++++ BRANO DI LETTURA ++++

I quattrocento colpi



I quattrocento colpi (Les Quatre Cents Coups) è un film del 1959 diretto da François Truffaut, al suo primo lungometraggio. Il titolo, in italiano, è la traduzione letterale del titolo del film in lingua francese, ma fa perdere il senso che, in francese, si riferisce all'espressione "faire les quatre cents coups", che vuol dire "fare il diavolo a quattro".
Il film fu girato dal 10 novembre 1958 al 3 gennaio 1959 a Parigi e fu proiettato in pubblico la prima volta il 3 giugno 1959 al 12º Festival di Cannes, dove vinse il Premio per la migliore regia.
È il primo di una serie di film che hanno tutti per protagonista Antoine Doinel, alter ego del regista, sempre interpretato dallo stesso attore, Jean-Pierre Léaud, ripreso in fasi diverse della sua vita, dall'adolescenza alla maturità. I film successivi di questa "serie" sono: Antoine e Colette (1962, episodio del film collettivo L'amore a vent'anni) , Baci rubati (1968), Non drammatizziamo... è solo questione di corna (1970), L'amore fugge (1978)
L'azione si svolge a Parigi alla fine degli anni cinquanta. Antoine Doinel è un ragazzino di 12 anni, vive con i genitori che mal ne interpretano i bisogni affettivi e le inquietudini tipiche dell'adolescenza, la madre un poco civetta e poco disponibile alle effusioni del ragazzo, il padre (che in realtà è tale solo sotto il profilo legale), abbastanza bonario ma superficiale e solo interessato alle gare automobilistiche. La famiglia vive in un piccolo appartamento, dove Antoine non possiede una propria camera da letto, infatti dorme nell'ingresso, vicino alla porta di casa. Anche a scuola Antoine si fa notare per la sua irrequietezza, lo scarso rendimento e per gli scherzi che combina, tanto che finisce in molte occasioni per diventare il capro espiatorio di marachelle altrui. Tutte le azioni di Antoine sono un mezzo, non sempre consapevole, per attirare l'attenzione degli adulti su di sé e per protestare contro la loro insensibilità e la loro ostilità. Il solo conforto alla sua solitudine è l'amicizia col coetaneo René, solidale con lui anche per la difficile situazione famigliare, con cui marina frequentemente la scuola andando al cinema, nei parchi parigini o al Luna Park.

++++ DATI FORNITI ++++

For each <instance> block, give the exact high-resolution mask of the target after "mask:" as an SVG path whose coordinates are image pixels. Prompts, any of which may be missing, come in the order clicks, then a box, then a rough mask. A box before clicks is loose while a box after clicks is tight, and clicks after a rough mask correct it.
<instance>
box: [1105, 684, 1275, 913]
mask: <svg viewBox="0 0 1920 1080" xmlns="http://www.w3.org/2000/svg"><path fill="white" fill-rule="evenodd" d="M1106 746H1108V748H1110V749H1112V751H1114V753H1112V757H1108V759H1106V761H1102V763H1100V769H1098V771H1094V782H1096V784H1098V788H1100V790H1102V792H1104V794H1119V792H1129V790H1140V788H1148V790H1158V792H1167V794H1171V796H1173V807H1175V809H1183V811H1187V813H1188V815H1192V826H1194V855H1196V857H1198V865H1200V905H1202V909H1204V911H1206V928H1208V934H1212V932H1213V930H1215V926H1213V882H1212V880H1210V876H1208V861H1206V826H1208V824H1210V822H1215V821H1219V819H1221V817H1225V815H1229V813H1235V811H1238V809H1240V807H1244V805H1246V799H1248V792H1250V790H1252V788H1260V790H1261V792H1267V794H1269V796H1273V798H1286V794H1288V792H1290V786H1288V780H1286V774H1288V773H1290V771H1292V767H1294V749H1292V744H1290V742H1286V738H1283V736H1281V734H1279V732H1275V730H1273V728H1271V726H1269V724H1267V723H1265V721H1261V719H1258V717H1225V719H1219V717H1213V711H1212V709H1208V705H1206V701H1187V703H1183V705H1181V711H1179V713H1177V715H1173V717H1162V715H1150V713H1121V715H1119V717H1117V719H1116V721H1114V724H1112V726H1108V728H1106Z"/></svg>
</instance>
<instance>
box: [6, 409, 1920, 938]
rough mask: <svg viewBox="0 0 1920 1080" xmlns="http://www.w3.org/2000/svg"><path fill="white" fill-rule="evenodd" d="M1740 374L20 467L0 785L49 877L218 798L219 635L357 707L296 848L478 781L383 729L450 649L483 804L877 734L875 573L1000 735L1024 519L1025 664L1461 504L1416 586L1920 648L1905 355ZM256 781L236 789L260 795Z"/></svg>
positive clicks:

++++
++++ DATI FORNITI ++++

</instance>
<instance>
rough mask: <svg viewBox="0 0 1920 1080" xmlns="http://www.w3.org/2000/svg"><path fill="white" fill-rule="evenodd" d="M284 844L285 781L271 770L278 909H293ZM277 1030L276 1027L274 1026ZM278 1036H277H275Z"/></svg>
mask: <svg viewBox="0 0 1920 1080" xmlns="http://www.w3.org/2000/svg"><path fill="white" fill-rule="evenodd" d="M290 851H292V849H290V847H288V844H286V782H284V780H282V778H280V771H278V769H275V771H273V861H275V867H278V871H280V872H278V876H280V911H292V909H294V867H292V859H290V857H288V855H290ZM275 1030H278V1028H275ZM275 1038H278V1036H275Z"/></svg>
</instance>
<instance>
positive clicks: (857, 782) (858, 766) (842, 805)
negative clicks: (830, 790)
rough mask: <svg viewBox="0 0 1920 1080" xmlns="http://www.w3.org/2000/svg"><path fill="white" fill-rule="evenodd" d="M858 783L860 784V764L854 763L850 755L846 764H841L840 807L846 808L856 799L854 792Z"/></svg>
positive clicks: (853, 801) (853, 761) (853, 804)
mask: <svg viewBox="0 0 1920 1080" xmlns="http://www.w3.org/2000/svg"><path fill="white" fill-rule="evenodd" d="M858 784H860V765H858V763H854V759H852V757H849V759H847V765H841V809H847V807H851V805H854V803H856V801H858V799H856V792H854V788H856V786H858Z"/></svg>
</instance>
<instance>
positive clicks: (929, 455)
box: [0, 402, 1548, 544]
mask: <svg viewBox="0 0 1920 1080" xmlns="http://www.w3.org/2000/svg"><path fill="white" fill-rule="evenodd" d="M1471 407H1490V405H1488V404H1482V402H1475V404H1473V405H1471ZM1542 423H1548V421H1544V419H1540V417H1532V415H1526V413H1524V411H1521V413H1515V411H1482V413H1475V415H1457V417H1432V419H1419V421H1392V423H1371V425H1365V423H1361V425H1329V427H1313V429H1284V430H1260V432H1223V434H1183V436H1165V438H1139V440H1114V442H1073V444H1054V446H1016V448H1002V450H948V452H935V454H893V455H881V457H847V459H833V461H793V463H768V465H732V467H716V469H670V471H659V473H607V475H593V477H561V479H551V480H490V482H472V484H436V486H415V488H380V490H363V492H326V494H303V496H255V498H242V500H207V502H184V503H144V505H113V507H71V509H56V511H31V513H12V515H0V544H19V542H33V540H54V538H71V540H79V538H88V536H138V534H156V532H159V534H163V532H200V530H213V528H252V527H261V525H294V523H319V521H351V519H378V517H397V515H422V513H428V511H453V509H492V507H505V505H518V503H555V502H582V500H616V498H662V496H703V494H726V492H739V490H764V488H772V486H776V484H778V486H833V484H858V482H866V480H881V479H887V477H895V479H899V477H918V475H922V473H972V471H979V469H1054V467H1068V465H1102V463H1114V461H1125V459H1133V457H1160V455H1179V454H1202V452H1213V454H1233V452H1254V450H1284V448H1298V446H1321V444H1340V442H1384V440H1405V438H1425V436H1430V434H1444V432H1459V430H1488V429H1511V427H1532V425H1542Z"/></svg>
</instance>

++++

**COSA SI CHIEDE:**
Secondo il brano di lettura, dove dorme Antoine nel piccolo appartamento della famiglia?

**SOLUZIONE ESERCIZIO:**
Nell'ingresso, vicino alla porta di casa.